Work to be completed:
Write out the lines from the line containing "the white window" through the final line of the listing below, exactly, omitting every other line.

(Location labeling records)
******************************

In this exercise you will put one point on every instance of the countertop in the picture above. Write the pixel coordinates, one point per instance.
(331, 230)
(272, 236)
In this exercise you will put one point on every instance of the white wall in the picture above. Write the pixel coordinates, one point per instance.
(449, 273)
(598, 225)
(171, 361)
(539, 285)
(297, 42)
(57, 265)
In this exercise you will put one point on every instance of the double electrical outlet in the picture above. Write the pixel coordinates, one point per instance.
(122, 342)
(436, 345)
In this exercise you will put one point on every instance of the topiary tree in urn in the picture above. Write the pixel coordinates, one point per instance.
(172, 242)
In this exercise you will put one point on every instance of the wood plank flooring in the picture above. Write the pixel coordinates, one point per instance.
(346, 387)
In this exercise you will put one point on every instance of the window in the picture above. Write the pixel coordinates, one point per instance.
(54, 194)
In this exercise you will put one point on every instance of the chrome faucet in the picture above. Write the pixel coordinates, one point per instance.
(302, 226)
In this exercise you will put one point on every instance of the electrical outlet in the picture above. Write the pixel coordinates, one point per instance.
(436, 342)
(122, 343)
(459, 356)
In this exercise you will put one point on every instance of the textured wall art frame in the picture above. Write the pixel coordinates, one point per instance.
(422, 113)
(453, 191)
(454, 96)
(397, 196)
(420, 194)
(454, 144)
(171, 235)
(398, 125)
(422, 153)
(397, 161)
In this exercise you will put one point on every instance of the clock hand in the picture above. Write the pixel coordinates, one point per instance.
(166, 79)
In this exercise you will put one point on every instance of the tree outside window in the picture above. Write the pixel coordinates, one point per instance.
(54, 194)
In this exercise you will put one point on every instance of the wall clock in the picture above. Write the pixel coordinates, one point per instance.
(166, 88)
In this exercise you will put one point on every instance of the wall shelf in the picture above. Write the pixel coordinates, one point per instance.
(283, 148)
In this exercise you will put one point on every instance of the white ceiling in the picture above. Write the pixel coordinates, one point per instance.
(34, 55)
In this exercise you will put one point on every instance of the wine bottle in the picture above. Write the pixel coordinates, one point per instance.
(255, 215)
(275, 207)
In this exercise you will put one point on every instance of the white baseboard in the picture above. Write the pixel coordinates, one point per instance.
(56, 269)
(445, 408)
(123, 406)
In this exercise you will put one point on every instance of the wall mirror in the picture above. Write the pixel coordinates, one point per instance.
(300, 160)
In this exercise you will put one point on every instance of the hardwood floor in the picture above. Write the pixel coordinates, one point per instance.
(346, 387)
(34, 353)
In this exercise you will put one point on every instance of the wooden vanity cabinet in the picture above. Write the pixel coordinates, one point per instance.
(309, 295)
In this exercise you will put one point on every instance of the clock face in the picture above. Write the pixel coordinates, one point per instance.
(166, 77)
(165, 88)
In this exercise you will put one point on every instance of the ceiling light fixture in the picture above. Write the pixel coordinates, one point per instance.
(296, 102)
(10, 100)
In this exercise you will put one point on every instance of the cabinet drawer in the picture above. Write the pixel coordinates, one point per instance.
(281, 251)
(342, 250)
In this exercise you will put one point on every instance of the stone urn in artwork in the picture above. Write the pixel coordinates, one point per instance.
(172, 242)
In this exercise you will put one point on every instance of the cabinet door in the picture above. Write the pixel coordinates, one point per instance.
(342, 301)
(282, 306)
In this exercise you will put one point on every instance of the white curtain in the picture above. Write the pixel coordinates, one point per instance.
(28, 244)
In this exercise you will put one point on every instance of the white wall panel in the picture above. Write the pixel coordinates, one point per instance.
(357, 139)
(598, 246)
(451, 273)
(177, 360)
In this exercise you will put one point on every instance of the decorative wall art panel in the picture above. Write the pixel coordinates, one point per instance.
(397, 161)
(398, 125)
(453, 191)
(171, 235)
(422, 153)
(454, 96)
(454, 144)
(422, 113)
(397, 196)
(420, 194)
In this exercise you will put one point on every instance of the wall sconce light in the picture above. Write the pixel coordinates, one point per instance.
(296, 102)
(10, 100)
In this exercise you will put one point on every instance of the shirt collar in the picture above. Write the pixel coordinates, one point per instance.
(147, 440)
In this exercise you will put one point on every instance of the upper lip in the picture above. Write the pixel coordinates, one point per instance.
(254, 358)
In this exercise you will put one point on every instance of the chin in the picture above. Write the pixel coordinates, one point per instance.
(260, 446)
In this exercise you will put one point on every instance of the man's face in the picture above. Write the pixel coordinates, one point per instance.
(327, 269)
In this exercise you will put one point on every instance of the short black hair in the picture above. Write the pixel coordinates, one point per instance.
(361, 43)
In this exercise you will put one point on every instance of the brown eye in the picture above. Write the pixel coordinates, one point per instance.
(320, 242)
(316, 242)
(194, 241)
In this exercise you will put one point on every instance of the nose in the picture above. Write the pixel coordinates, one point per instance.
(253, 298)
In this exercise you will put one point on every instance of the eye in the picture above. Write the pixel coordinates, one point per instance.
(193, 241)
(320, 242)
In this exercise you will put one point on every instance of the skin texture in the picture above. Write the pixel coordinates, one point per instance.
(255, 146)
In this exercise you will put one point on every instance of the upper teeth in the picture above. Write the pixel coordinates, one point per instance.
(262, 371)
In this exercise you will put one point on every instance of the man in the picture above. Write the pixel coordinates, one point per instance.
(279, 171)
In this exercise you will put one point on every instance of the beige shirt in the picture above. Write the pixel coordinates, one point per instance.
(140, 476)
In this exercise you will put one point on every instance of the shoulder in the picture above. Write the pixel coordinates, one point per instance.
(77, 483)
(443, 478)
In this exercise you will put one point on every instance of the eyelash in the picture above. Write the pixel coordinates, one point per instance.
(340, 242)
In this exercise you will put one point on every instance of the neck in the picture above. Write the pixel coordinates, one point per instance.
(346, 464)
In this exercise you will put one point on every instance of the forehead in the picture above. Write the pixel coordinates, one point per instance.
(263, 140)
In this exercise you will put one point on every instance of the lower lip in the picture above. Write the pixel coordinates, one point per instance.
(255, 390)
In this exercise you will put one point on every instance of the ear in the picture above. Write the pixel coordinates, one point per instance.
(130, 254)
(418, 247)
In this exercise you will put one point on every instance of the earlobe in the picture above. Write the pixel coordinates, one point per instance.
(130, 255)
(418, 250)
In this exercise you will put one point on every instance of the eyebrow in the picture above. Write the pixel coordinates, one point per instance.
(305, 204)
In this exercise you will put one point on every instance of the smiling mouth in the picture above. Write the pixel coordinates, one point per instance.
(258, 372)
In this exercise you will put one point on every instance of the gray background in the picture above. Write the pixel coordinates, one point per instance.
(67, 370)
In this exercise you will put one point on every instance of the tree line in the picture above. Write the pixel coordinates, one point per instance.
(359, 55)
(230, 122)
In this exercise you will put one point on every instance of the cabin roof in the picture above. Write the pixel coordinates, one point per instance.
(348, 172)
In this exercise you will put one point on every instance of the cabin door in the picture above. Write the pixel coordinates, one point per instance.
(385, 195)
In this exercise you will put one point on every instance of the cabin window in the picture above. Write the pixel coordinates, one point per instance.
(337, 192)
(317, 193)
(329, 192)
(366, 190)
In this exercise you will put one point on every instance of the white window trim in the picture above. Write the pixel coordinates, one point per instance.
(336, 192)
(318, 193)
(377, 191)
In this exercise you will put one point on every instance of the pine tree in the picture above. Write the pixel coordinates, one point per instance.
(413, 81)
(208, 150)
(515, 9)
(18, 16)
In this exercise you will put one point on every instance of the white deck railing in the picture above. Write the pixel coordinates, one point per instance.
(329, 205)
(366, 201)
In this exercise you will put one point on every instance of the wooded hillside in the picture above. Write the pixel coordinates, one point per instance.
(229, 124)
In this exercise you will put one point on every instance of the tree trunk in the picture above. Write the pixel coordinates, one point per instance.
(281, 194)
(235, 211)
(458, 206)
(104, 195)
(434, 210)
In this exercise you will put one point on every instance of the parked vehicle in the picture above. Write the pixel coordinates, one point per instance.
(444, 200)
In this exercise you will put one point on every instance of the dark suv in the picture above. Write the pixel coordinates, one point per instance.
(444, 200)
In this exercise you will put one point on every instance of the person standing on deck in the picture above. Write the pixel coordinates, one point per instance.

******************************

Exercise answer:
In this exercise you will put one point on every instance of the white window trim in the picture above. Write the pixel coordinates, one point per instance.
(336, 192)
(318, 193)
(377, 191)
In this exercise you will put one point on every instance of the pine tree in the picture above. Write the pixel coordinates, one point per instance.
(413, 81)
(208, 150)
(515, 9)
(18, 16)
In this exercise you will put one point on every instance of the white deck railing in the picture above. Write the pixel coordinates, one point per instance.
(329, 205)
(366, 201)
In this exercise you will put one point on every instance of the wooded hillside in the picture above. Write the pixel coordinates, one point per instance.
(229, 124)
In this exercise you will put one point on every instance of the tree trunk in the picture above. Write the pixel coordinates, one point per instance.
(281, 194)
(235, 211)
(458, 206)
(104, 195)
(434, 210)
In this exercise you will put one point on every instance of the parked vehicle in the picture above. Write the pixel coordinates, one point per instance.
(444, 200)
In this exercise you will put one point on every instance of the dark suv in the picture above. Write the pixel coordinates, one point per instance.
(444, 200)
In this exercise you will put one point on every instance of the person standing on deck in the picture above. Write the pixel coordinates, one point per instance.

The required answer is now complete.